(begin)

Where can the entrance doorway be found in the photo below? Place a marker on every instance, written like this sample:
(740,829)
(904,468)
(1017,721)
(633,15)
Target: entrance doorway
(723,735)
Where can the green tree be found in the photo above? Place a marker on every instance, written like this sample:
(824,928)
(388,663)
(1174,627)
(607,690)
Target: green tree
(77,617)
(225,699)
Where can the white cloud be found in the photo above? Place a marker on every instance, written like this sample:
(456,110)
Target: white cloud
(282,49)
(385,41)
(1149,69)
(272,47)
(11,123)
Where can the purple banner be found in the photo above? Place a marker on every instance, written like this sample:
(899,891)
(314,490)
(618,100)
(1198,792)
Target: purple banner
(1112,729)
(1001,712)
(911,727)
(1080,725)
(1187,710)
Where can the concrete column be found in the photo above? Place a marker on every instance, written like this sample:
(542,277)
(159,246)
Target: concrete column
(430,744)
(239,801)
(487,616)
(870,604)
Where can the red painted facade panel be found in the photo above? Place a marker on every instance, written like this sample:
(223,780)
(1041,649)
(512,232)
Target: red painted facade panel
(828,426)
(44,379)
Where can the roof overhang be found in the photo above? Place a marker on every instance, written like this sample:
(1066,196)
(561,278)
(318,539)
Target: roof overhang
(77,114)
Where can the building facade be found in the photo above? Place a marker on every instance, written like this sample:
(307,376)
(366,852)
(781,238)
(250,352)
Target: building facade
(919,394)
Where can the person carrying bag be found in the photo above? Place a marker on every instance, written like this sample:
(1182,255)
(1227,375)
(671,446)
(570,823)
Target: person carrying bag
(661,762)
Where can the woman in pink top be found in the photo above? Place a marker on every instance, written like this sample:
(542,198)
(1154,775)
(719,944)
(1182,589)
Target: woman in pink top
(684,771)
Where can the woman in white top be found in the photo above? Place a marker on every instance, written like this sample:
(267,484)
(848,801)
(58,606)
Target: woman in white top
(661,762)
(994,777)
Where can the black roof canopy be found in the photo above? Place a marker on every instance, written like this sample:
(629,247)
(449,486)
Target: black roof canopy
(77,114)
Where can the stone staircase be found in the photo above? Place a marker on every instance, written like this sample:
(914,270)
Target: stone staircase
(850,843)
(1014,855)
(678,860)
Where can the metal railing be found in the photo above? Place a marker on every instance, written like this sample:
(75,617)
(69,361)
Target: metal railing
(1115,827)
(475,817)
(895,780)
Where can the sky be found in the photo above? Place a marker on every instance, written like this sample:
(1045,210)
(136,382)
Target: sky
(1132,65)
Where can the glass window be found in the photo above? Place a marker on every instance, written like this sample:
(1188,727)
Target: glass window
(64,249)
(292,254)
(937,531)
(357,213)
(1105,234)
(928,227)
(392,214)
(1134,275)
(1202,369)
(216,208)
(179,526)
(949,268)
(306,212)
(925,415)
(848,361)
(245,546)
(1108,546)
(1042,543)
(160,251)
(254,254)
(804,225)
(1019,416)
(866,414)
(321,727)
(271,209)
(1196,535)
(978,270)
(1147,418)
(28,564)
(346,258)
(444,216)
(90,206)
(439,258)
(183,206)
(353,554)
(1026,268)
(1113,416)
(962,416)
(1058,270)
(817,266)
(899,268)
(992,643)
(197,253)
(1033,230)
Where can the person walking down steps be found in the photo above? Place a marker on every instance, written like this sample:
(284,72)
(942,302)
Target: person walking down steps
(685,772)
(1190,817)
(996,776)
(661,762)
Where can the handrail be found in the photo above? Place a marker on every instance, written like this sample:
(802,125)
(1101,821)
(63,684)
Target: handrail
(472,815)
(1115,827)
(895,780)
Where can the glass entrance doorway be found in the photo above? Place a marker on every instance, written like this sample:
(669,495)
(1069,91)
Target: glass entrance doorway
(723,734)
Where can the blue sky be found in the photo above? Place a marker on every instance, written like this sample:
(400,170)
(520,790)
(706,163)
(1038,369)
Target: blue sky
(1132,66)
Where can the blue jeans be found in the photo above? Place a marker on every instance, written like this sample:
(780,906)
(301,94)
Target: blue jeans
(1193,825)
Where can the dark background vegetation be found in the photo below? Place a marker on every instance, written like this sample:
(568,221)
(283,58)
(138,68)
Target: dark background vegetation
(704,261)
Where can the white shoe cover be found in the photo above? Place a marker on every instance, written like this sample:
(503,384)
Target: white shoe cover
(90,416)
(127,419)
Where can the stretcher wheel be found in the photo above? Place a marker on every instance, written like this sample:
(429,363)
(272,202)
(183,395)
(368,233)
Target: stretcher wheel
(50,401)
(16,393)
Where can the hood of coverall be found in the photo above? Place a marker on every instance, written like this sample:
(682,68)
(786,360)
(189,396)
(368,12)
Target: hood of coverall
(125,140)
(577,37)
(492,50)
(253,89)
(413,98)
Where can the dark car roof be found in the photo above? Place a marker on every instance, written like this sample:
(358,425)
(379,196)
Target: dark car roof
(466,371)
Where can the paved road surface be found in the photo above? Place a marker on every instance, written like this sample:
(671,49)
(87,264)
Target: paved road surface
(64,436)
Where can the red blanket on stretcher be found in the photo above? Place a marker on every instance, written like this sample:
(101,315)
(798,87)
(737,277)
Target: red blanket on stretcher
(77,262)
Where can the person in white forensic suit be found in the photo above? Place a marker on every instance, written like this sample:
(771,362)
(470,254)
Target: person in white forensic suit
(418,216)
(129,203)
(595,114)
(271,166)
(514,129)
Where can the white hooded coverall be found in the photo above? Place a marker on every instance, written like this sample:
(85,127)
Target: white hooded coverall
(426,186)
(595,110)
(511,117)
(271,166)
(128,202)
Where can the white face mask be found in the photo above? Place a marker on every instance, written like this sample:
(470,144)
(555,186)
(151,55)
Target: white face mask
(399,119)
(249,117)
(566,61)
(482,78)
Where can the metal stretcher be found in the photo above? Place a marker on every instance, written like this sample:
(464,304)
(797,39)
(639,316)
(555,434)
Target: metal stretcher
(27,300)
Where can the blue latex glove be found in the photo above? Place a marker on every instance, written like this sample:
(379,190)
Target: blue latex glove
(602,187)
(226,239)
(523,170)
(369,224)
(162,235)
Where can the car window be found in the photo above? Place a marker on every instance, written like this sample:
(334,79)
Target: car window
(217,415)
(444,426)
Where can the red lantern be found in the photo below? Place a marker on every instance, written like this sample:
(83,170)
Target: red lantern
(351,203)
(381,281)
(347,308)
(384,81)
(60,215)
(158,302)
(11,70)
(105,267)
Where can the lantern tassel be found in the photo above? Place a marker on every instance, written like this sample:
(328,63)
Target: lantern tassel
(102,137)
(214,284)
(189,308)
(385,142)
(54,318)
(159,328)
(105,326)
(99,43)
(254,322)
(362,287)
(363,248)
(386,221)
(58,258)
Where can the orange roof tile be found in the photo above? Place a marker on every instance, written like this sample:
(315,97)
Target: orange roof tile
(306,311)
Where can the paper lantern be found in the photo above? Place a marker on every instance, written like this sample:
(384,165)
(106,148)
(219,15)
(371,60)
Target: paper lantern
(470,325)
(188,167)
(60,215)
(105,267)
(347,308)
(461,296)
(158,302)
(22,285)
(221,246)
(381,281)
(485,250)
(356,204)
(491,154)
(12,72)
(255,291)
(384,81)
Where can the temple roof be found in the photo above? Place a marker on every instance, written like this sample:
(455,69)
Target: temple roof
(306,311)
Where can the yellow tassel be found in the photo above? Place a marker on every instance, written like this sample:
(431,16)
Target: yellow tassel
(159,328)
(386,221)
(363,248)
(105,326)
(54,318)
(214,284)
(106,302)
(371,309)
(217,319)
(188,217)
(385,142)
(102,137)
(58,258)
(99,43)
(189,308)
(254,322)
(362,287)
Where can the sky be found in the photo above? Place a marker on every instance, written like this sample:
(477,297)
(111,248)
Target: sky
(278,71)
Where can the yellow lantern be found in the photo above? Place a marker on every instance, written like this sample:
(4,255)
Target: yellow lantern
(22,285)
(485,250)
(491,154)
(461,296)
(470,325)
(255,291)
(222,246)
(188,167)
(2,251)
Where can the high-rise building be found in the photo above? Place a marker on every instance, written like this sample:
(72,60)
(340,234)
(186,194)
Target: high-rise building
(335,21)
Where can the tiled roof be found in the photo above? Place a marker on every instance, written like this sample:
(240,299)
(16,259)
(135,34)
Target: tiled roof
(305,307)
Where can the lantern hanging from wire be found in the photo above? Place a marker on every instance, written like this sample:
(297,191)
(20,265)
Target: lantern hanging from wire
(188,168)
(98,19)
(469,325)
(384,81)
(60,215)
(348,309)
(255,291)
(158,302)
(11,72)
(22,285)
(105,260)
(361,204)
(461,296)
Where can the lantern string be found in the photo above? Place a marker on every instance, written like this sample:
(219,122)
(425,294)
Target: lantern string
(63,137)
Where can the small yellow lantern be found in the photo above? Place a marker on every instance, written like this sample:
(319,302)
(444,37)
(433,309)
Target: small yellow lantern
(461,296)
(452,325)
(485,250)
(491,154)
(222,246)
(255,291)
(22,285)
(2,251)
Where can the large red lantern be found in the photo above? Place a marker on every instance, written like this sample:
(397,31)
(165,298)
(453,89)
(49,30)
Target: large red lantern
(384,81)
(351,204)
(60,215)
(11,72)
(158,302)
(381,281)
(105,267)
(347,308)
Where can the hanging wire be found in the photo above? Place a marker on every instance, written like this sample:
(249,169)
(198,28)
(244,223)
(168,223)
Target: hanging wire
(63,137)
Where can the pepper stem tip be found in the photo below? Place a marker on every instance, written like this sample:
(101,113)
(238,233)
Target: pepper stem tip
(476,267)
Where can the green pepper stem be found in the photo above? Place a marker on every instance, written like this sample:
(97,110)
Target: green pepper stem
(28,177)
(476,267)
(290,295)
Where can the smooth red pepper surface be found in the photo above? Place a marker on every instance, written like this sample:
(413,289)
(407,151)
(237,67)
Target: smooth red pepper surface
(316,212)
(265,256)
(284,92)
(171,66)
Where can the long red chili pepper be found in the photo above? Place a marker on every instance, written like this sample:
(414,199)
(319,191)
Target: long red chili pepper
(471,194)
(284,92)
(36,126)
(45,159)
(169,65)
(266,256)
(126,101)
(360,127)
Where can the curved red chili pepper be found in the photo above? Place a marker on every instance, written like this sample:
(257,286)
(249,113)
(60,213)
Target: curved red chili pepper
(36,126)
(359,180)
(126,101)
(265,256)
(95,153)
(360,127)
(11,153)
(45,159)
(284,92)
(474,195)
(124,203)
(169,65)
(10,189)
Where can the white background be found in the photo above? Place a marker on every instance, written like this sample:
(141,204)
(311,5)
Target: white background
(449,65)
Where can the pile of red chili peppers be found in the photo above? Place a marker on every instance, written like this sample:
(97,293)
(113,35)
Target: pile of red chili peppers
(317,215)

(end)

Reproduce the material starting at the line that contains "Where can the pile" and ending at the close of the material, with "pile" changed to "heap" and everything else left unchanged.

_EXERCISE ANSWER_
Where can the heap of red chili peppers be found in the photo above? Place a marker on every instance, written like this sample:
(97,293)
(113,35)
Target: heap of red chili peppers
(317,215)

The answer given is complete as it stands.